WHAT THE TASK REQUIRES: Turn every line of the records below into a numbered list, skipping any blank lines. Leave the pictures out of the list.
=-=-=-=-=
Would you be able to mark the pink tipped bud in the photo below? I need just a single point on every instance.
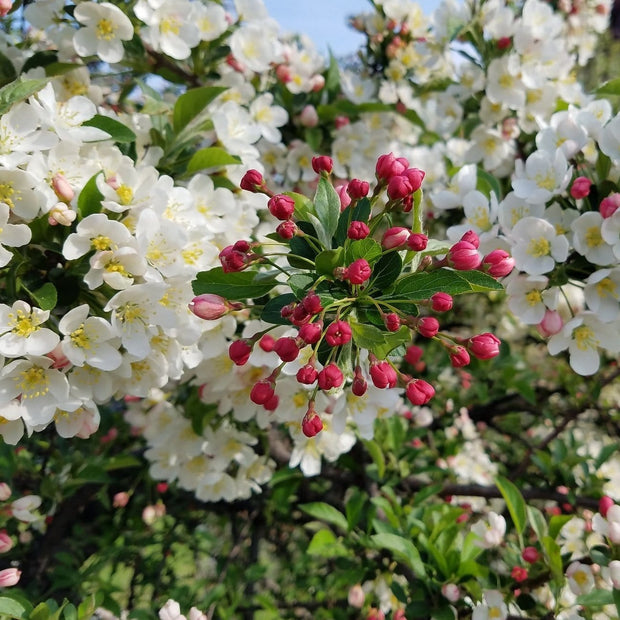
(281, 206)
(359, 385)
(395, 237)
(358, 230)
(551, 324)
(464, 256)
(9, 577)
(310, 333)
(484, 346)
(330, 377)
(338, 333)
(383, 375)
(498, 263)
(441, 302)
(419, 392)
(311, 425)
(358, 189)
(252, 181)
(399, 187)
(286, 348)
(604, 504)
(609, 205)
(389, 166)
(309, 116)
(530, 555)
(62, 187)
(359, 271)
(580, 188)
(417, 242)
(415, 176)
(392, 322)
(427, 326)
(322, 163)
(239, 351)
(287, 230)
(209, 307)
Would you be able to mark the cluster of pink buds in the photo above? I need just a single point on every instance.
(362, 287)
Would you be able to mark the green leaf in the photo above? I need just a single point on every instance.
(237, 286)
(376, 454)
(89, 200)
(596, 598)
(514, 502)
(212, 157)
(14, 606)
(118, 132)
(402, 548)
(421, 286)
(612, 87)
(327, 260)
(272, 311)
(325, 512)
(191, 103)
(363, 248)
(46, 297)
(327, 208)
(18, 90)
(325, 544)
=-=-=-=-=
FINAL RESULT:
1. Would you be able to mark the pink tipped bud in the photo below? I need just a single point on every instance.
2. (281, 206)
3. (359, 385)
4. (395, 237)
5. (358, 230)
6. (551, 324)
7. (464, 256)
8. (9, 577)
9. (310, 333)
10. (484, 346)
11. (330, 377)
12. (338, 333)
13. (383, 375)
14. (498, 263)
15. (441, 302)
16. (419, 392)
17. (311, 425)
18. (358, 189)
19. (252, 181)
20. (399, 187)
21. (286, 348)
22. (604, 504)
23. (609, 205)
24. (389, 166)
25. (309, 116)
26. (530, 555)
27. (62, 187)
28. (359, 271)
29. (580, 188)
30. (417, 242)
31. (415, 176)
32. (392, 322)
33. (427, 326)
34. (322, 163)
35. (239, 351)
36. (287, 230)
37. (209, 307)
38. Would you be able to mark the cluster of pink buds in the photo above? I need just a single point on every instance.
39. (362, 287)
40. Would you be able to mark the green leaf in the photo above? I need just a single point on every instance.
41. (237, 286)
42. (376, 454)
43. (89, 200)
44. (596, 598)
45. (514, 502)
46. (212, 157)
47. (14, 606)
48. (118, 132)
49. (402, 548)
50. (421, 286)
51. (612, 87)
52. (327, 260)
53. (272, 311)
54. (325, 512)
55. (191, 103)
56. (363, 248)
57. (46, 297)
58. (327, 208)
59. (18, 90)
60. (325, 544)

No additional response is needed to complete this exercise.